### Task objective
In the data below, count how many lines contain "beach" and give that number by itself.

### Data to use

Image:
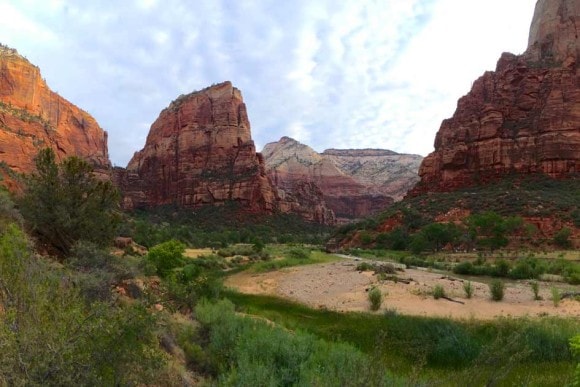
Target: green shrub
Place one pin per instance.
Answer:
(496, 287)
(536, 289)
(556, 296)
(166, 256)
(298, 253)
(468, 289)
(375, 297)
(64, 203)
(249, 352)
(575, 349)
(438, 291)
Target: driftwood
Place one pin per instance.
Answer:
(452, 300)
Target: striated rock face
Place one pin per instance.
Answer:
(198, 152)
(355, 183)
(34, 117)
(523, 118)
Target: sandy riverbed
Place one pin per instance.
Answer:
(339, 286)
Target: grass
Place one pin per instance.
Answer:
(286, 261)
(401, 341)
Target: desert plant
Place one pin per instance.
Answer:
(556, 296)
(496, 287)
(536, 289)
(375, 297)
(64, 203)
(468, 288)
(438, 291)
(166, 256)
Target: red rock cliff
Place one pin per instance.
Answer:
(33, 117)
(354, 183)
(522, 118)
(198, 152)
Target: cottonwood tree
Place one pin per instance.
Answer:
(64, 203)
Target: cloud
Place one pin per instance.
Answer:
(345, 74)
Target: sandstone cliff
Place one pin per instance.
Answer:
(523, 118)
(33, 117)
(355, 183)
(199, 151)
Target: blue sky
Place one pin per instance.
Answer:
(331, 74)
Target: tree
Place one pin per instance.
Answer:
(64, 203)
(167, 256)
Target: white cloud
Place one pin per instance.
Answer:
(350, 74)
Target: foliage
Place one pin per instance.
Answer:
(468, 289)
(575, 348)
(375, 297)
(166, 256)
(249, 352)
(536, 290)
(64, 203)
(437, 342)
(220, 226)
(556, 296)
(496, 288)
(438, 291)
(49, 335)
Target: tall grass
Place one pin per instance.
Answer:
(405, 340)
(250, 352)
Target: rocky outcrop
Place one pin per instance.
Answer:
(33, 117)
(199, 152)
(355, 183)
(523, 118)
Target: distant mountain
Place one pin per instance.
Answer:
(355, 183)
(522, 118)
(200, 152)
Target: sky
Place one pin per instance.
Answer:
(328, 73)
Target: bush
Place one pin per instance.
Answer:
(438, 291)
(166, 256)
(496, 287)
(298, 253)
(556, 296)
(468, 288)
(64, 203)
(375, 297)
(536, 289)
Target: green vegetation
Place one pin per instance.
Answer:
(468, 289)
(496, 288)
(220, 226)
(575, 348)
(375, 297)
(523, 348)
(49, 336)
(536, 289)
(556, 296)
(248, 352)
(166, 256)
(64, 203)
(438, 292)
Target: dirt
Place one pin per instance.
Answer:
(339, 286)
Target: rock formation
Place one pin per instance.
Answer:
(355, 183)
(523, 118)
(198, 152)
(33, 117)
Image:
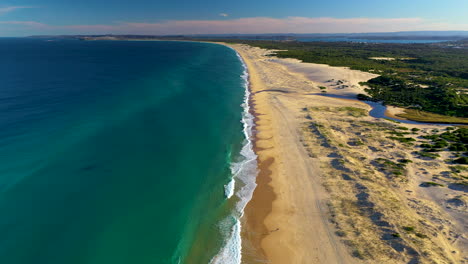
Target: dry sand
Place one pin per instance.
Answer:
(323, 195)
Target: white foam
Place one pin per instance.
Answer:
(229, 188)
(245, 171)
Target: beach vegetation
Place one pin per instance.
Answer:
(434, 81)
(428, 184)
(427, 154)
(461, 160)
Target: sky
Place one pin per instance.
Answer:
(162, 17)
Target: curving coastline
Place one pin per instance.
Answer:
(275, 228)
(304, 208)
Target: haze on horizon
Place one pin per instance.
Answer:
(44, 17)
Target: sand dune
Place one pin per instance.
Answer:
(324, 194)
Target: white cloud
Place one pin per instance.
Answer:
(252, 25)
(8, 9)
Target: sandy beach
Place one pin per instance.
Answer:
(321, 195)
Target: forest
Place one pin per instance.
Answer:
(428, 77)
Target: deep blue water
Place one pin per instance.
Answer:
(116, 152)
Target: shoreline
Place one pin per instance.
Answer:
(315, 175)
(272, 232)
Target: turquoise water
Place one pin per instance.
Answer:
(118, 152)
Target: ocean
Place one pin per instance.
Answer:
(122, 152)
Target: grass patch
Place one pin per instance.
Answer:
(403, 139)
(408, 228)
(396, 169)
(428, 184)
(426, 154)
(422, 116)
(353, 111)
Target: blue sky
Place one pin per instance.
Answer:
(28, 17)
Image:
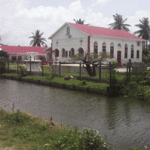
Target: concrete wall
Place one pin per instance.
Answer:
(73, 69)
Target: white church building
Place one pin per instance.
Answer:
(71, 39)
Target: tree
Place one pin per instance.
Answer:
(119, 23)
(3, 54)
(79, 21)
(3, 58)
(37, 39)
(90, 61)
(144, 27)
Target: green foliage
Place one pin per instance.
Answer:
(17, 117)
(23, 71)
(75, 140)
(84, 82)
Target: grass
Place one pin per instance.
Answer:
(21, 130)
(48, 70)
(61, 80)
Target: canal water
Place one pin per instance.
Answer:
(124, 121)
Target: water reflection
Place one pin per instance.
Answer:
(125, 121)
(111, 107)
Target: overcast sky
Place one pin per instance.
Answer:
(19, 18)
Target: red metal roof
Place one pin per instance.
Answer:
(22, 49)
(100, 31)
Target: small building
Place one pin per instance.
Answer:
(71, 39)
(20, 52)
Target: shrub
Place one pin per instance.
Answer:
(87, 140)
(17, 117)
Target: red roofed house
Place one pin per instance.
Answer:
(72, 38)
(20, 52)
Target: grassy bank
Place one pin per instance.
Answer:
(61, 80)
(21, 130)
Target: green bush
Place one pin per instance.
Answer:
(17, 117)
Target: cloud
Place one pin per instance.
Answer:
(17, 21)
(98, 2)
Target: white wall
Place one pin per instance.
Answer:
(67, 43)
(74, 42)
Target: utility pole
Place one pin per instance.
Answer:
(148, 31)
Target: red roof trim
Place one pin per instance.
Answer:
(100, 31)
(23, 49)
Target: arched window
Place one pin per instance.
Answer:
(132, 51)
(138, 54)
(126, 51)
(119, 45)
(81, 51)
(68, 31)
(112, 50)
(71, 52)
(63, 52)
(56, 53)
(104, 47)
(96, 48)
(66, 53)
(19, 58)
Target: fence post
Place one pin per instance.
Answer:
(129, 69)
(8, 65)
(17, 66)
(42, 68)
(80, 70)
(100, 70)
(110, 73)
(59, 68)
(30, 64)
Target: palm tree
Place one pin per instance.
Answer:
(79, 21)
(37, 39)
(144, 27)
(119, 23)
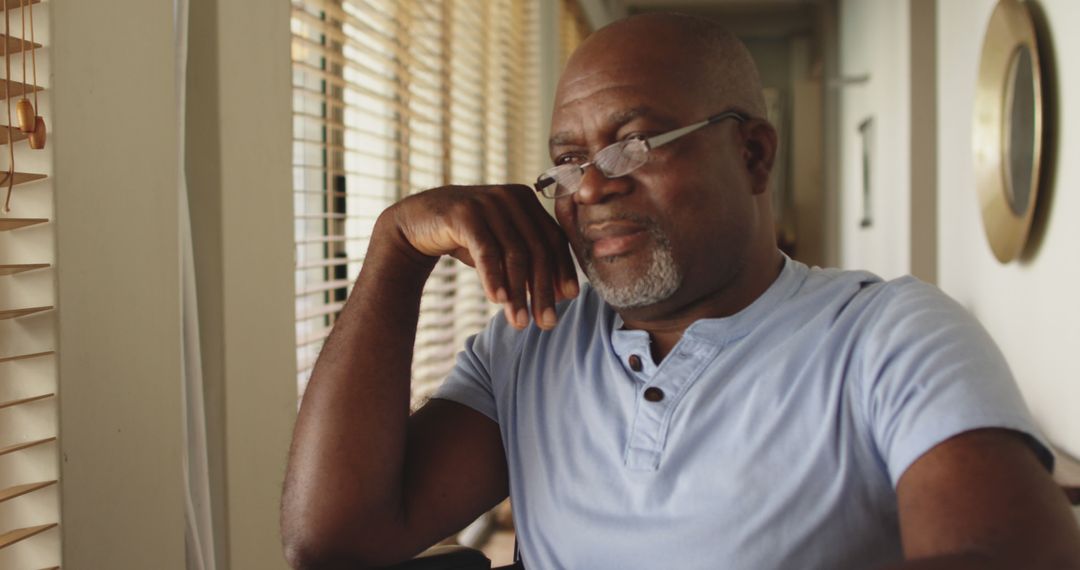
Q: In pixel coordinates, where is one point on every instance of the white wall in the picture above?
(1031, 308)
(115, 140)
(874, 40)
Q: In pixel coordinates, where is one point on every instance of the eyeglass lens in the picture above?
(612, 161)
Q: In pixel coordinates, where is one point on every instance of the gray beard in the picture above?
(660, 281)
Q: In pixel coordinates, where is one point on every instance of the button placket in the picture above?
(657, 403)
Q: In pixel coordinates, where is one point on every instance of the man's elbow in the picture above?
(315, 545)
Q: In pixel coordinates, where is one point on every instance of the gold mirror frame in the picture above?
(1011, 29)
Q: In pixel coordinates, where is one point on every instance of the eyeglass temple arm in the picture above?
(672, 135)
(543, 181)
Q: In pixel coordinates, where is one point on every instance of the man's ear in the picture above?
(759, 150)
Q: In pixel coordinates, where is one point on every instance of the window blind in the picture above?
(392, 98)
(29, 509)
(572, 28)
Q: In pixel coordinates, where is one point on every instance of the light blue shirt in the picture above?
(778, 442)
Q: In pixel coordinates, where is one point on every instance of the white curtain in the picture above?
(199, 530)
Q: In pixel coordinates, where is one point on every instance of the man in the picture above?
(704, 403)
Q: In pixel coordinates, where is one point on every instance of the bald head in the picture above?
(694, 53)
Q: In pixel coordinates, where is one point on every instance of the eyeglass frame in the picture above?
(549, 178)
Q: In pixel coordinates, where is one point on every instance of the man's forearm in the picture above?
(346, 467)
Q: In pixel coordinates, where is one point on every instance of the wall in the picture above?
(1030, 307)
(115, 137)
(239, 145)
(874, 41)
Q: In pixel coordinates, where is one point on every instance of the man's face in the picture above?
(675, 229)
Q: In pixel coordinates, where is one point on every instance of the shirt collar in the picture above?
(726, 328)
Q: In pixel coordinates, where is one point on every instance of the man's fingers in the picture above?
(516, 258)
(545, 274)
(483, 248)
(518, 250)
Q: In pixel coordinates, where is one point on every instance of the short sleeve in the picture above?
(470, 382)
(931, 371)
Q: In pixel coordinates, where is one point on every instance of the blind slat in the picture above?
(403, 96)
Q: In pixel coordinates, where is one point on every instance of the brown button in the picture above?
(653, 394)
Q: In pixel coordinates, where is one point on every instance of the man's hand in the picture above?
(516, 247)
(367, 483)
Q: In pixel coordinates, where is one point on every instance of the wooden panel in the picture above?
(25, 445)
(15, 313)
(13, 403)
(11, 538)
(13, 44)
(15, 132)
(11, 269)
(14, 224)
(26, 356)
(19, 490)
(13, 4)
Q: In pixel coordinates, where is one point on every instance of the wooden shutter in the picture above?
(29, 510)
(392, 98)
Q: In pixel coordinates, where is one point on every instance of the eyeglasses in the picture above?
(619, 159)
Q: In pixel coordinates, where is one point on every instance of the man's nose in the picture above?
(596, 187)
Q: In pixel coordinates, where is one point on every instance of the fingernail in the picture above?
(523, 317)
(548, 317)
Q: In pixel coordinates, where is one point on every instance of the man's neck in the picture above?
(667, 321)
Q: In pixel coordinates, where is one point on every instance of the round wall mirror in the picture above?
(1008, 129)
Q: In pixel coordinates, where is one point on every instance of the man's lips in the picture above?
(613, 238)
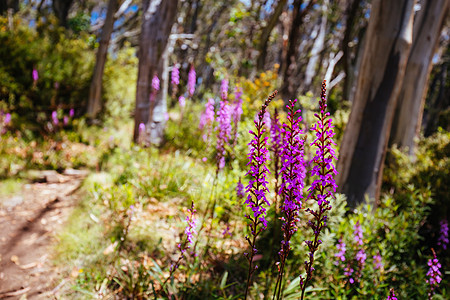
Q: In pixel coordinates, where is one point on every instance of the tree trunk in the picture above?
(95, 91)
(289, 66)
(317, 48)
(158, 19)
(438, 98)
(61, 9)
(265, 34)
(363, 148)
(408, 116)
(352, 11)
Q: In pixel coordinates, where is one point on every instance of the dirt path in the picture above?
(28, 223)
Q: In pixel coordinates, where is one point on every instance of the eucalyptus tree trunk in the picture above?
(95, 91)
(363, 149)
(158, 18)
(319, 43)
(408, 117)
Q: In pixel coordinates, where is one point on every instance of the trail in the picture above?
(28, 223)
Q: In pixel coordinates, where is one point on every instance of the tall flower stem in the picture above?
(320, 190)
(257, 187)
(186, 244)
(293, 175)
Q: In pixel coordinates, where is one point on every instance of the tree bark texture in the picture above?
(438, 97)
(363, 149)
(408, 116)
(158, 18)
(95, 91)
(347, 62)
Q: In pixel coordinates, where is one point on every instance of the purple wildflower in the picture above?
(141, 128)
(348, 271)
(236, 113)
(175, 78)
(361, 257)
(227, 231)
(275, 147)
(191, 81)
(443, 237)
(55, 118)
(240, 190)
(257, 187)
(391, 295)
(434, 274)
(224, 89)
(341, 254)
(207, 119)
(320, 190)
(224, 127)
(267, 121)
(293, 176)
(35, 75)
(182, 101)
(7, 119)
(377, 261)
(155, 83)
(190, 228)
(357, 233)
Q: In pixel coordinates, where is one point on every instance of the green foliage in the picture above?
(64, 66)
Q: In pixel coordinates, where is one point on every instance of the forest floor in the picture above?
(29, 222)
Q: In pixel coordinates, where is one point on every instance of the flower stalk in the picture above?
(322, 188)
(257, 187)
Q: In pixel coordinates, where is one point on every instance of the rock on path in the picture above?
(28, 223)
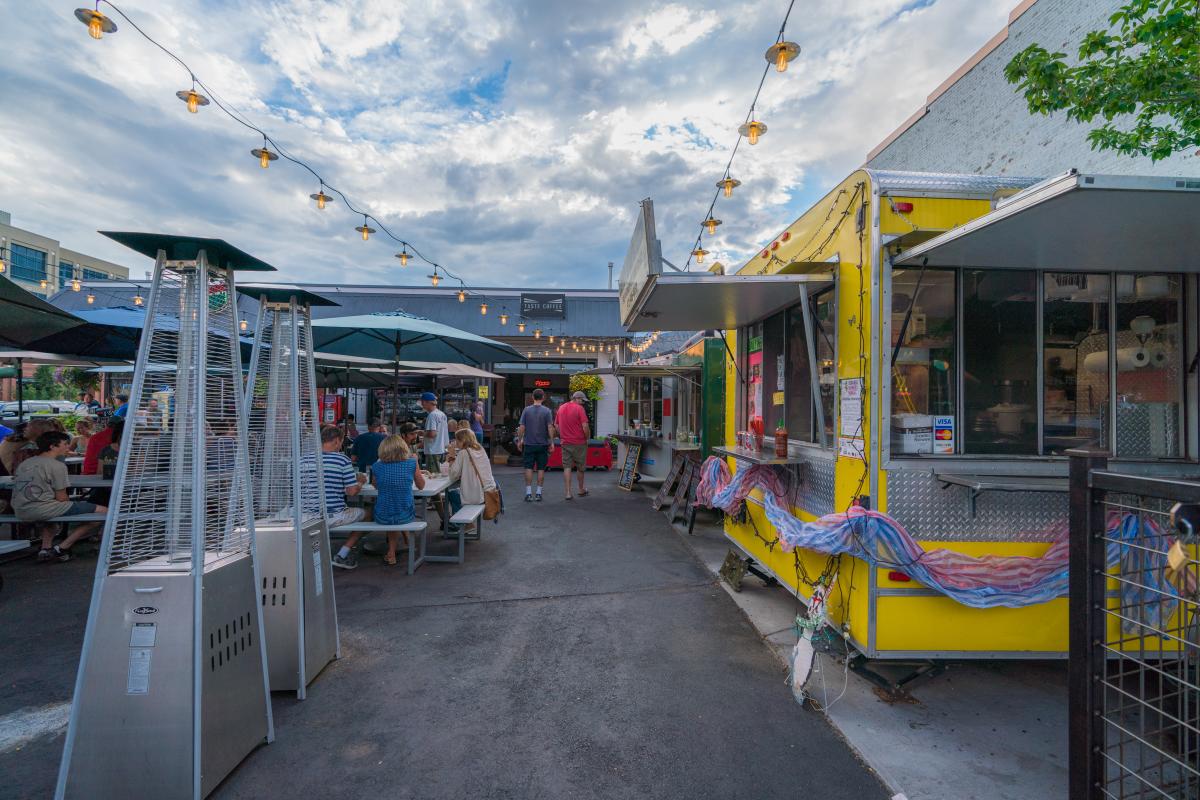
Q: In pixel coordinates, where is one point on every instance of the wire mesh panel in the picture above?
(185, 471)
(1143, 656)
(281, 400)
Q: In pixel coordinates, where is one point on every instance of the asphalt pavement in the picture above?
(581, 651)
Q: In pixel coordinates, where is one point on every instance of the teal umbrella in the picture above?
(396, 334)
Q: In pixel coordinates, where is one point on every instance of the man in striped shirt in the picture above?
(340, 479)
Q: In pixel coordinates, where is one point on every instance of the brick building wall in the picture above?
(978, 122)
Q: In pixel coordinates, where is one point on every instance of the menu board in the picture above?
(629, 469)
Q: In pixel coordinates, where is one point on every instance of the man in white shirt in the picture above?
(437, 434)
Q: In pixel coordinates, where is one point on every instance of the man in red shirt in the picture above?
(573, 427)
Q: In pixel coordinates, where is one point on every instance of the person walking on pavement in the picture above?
(574, 429)
(437, 434)
(535, 434)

### Written solution
2